### WHAT THE TASK ASKS
Your reproduction of the entries should be exact and should contain no pictures.

### RECORDS FOR THE EXERCISE
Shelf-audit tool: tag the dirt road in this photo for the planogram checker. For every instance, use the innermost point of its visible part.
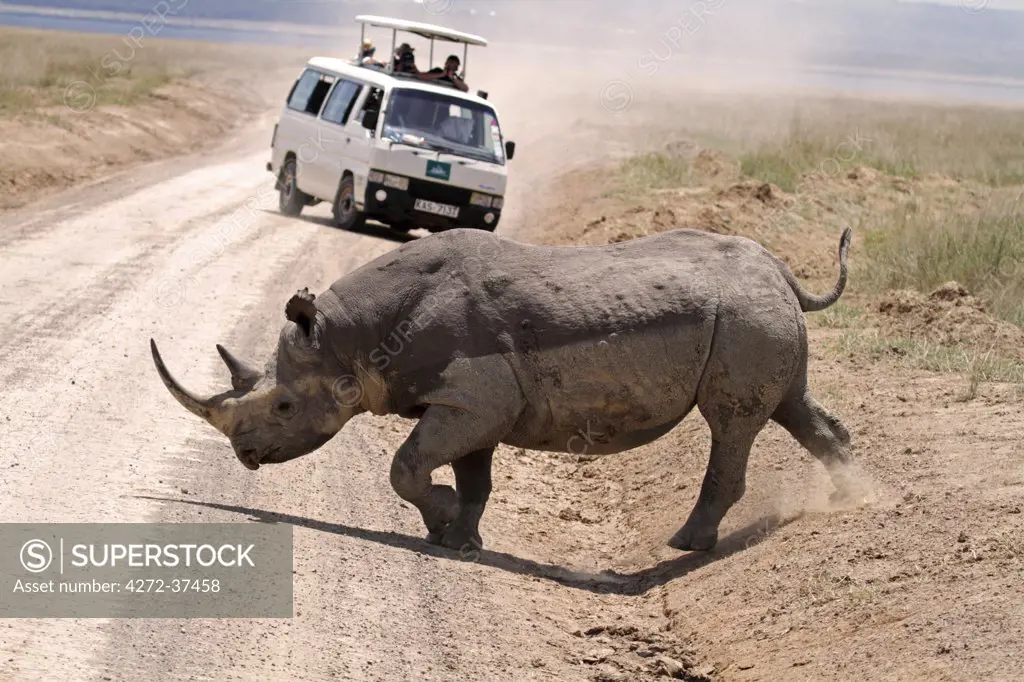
(89, 434)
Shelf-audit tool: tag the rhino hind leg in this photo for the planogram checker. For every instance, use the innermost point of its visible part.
(822, 434)
(724, 484)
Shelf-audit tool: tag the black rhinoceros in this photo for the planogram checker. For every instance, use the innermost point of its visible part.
(592, 349)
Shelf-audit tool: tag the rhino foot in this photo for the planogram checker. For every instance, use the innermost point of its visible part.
(456, 537)
(687, 540)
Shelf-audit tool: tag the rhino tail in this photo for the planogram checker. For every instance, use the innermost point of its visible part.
(812, 302)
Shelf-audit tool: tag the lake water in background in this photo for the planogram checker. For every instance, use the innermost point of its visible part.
(861, 83)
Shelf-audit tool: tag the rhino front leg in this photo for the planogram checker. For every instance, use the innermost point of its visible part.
(446, 435)
(472, 484)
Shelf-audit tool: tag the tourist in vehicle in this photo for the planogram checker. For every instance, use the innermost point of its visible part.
(404, 59)
(367, 54)
(449, 73)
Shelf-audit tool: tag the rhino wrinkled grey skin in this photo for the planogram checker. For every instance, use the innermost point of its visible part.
(593, 349)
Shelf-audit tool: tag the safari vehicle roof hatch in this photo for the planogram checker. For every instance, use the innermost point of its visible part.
(428, 31)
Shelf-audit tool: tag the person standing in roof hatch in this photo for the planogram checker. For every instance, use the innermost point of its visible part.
(449, 74)
(404, 60)
(367, 54)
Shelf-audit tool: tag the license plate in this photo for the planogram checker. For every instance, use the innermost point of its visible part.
(435, 208)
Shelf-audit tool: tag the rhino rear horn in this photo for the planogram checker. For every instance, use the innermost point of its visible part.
(244, 375)
(301, 310)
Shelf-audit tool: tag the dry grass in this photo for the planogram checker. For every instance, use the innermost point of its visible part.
(782, 139)
(45, 70)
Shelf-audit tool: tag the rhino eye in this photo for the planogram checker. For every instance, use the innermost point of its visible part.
(285, 408)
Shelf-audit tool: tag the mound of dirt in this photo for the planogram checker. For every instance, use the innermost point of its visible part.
(713, 164)
(950, 316)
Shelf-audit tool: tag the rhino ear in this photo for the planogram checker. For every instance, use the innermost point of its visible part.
(302, 311)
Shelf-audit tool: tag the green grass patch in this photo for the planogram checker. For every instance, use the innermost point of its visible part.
(914, 249)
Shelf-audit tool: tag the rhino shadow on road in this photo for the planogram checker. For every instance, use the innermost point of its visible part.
(609, 582)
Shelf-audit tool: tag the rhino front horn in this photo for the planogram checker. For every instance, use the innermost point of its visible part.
(198, 407)
(244, 376)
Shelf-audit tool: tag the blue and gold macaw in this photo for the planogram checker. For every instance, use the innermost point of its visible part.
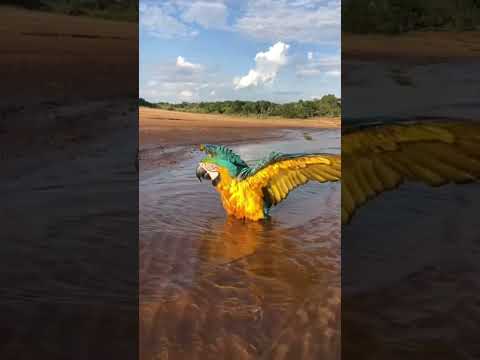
(250, 192)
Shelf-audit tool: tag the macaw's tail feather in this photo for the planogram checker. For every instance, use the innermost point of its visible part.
(279, 174)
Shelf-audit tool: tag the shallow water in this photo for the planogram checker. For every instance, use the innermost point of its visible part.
(216, 287)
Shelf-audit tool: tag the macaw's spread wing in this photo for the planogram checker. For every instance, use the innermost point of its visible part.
(279, 174)
(380, 158)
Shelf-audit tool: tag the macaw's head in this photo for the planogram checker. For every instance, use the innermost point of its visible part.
(219, 160)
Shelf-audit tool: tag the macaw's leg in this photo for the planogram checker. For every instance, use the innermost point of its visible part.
(266, 212)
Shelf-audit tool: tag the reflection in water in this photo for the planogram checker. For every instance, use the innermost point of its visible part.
(214, 287)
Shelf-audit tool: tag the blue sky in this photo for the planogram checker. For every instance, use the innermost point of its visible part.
(213, 50)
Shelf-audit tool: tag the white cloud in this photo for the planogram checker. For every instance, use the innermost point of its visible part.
(335, 73)
(207, 14)
(158, 21)
(307, 21)
(184, 64)
(267, 65)
(318, 65)
(186, 94)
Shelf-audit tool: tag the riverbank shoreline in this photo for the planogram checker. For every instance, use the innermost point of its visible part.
(166, 137)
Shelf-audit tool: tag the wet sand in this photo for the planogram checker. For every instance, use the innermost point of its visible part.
(414, 47)
(68, 138)
(56, 58)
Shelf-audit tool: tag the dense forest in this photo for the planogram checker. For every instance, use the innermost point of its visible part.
(399, 16)
(328, 105)
(123, 10)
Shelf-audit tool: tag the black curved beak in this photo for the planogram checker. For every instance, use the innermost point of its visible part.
(202, 173)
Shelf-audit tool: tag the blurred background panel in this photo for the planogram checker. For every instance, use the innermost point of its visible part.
(68, 144)
(411, 160)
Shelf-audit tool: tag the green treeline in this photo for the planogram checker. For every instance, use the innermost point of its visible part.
(399, 16)
(122, 10)
(328, 105)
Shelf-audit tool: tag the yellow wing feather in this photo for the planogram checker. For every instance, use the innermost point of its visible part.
(281, 177)
(380, 158)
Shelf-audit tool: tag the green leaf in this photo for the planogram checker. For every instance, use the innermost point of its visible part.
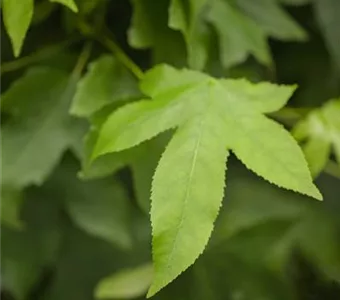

### RESULT BELOW
Shelf-audit tool: tag the dirt road in this photo for the planogram checker. For every instance, use the innermost point of its visible part.
(89, 434)
Shelf-audit tool: tag the rhino hind leg in this photo for the planogram checker. For every instance, use the innermost point of its visible part.
(822, 434)
(724, 484)
Shelf-audit tool: tag the black rhinoceros in this photo for the planogram checker. For every instance, use the innermost point of its visible part.
(592, 349)
Shelf-audit tool: tag the rhino foot in this photo for the planogram checker. For every instance, use the innermost point of its visible part.
(456, 537)
(687, 540)
Shelf-audit tool: tag the rhino tail in this photo for the planogram checker. For every instance, use the innermost point of its visible part.
(812, 302)
Shelf-audit tool: tag the lake water in background in this photo for the planogram checker. For every instance, use the innermost point of its visible part.
(861, 83)
Shelf-audit tool: tag the rhino front leg in this photo for the planogram checker. For every instance, use the innermost point of its visible part.
(446, 435)
(472, 484)
Shelf-audit tool: tag the tourist in vehicle in this photo for the planogram checker. For every instance, use the innermost point of its visible part.
(404, 59)
(367, 54)
(449, 73)
Shelf-audit tool: tag the rhino wrinkled grey skin in this photo for the planogram checker. For every instance, use the innermost point of its visible part.
(593, 349)
Shelf-audit tool: tag the safari vehicle roof hatch in this photo for the planogram checker. For every instance, use the innermost point of its visible part.
(428, 31)
Shelf-audit tool: tag the person standing in roof hatch in this photo for the planogram checker. For every instance, use the innermost point of its visible part.
(449, 74)
(404, 60)
(367, 54)
Shelf-audit tool: tag the license plate in this photo for the planogram checker. For every instance, use the innermost point of its visible part.
(435, 208)
Shelf-audit tool: tag the rhino rear horn in this photo for the planogram checker. For every instance, use the innermost point of its visible part.
(244, 375)
(301, 310)
Shelf-audit tool: tag the dry grass in this photo for the planogram checker. For every instance, use the innermost point of its visible part.
(782, 139)
(45, 70)
Shelf-audit tool: tag the rhino eye in this photo for the planogram checker. For every instance, use the innermost point of its visible part.
(285, 408)
Shelf-audit tool: tag the mound of dirt in this photo for the planogram checker. For every instance, use the innermost point of its visible part.
(713, 164)
(950, 316)
Shelf-audit tool: tag the rhino ear in this photo for the planogram checker. For every instance, use the innermost point of its visible part.
(302, 311)
Shelf-audit tool: tag the green grass patch in this photo for the planogram checker. For every instance, use the innermost point of its visible part.
(914, 249)
Shelf-audit tool: tag the rhino shadow on road in this photo for the planogram checker. For every instance, use the innermost point of its visible part.
(609, 582)
Shelf-audit tool: tag the rhino front horn in this photo for the planogram checker. For every instance, use the innermost point of its visible part.
(198, 407)
(244, 376)
Shelf-audit tool: tag the blue and gold macaw in this photo for the planogram checker. For every instance, use the innermost point of its visible part.
(250, 192)
Shelf-audit tool: tag the macaw's tail feather in this photo for the planogram checker. For every instance, use the innermost point of its visible part.
(279, 174)
Shelf-audit tool: tag the shallow water in this photo for the planogram checker. For every instance, use the innermost point of its visible part.
(216, 287)
Shelf-audit tool: tag the macaw's spread wing in this photo for the planogram checker. For every instance, use the innermost point of its visible part.
(279, 174)
(380, 158)
Shelf-audit tool: tag the macaw's head in this photo for the planogram checker. For every instance, use the innermost point of its visible part.
(219, 160)
Shelf-audit tool: tag the macaw's leg in this photo for the planogram checker. For every instance, use the innermost point of its visible part.
(266, 212)
Shelf-audit tool: tag the reflection in water in this photo for the planogram checker. For every instance, use the innermost point of its visible part.
(214, 287)
Shelf-audit tool: tag the blue sky in this photo for the planogram checker. For every instance, use the innermost point of its visible part.
(213, 50)
Shelf-audit tool: tag the white cloud in this photo for the planogram checker. For every instance, use the innermost point of its visible part.
(335, 73)
(207, 14)
(158, 21)
(307, 21)
(184, 64)
(267, 65)
(318, 65)
(186, 94)
Shelf-audit tool: tag the riverbank shoreline in this photo for the planogram checker. For every instance, use the innermost point of its visible part.
(166, 137)
Shelf-audit tool: tag the wet sand in this photo for the planogram checker. For every instance, use the innermost point of its visible part.
(414, 47)
(68, 138)
(56, 58)
Shelf-audit tool: tag the dense forest in this photo for the planogram checker. For every instance, use the innermost point of its visible part.
(399, 16)
(328, 105)
(123, 10)
Shelf-audit tool: tag the black curved beak in this photo for the planogram checker. For every instance, use the innermost point of its visible part.
(202, 173)
Shelf-audit tool: tag the blurred background panel in this photo for the planogram checker. For every instance, use the innermost point of its visible part.
(68, 144)
(411, 160)
Shelf-audit tool: tag the green treeline in this photo for the planogram checker. For every instance, use the innermost point of its visible part.
(399, 16)
(122, 10)
(328, 105)
Shelf-audit tool: tag the yellow wing feather in this photo for the planogram checker. For every instance, use the innermost point of its visible part.
(281, 177)
(380, 158)
Shelf-audit tool: tag the green leaf in this photo for the planogram checker. For every instance, use the innermost point of its visible part.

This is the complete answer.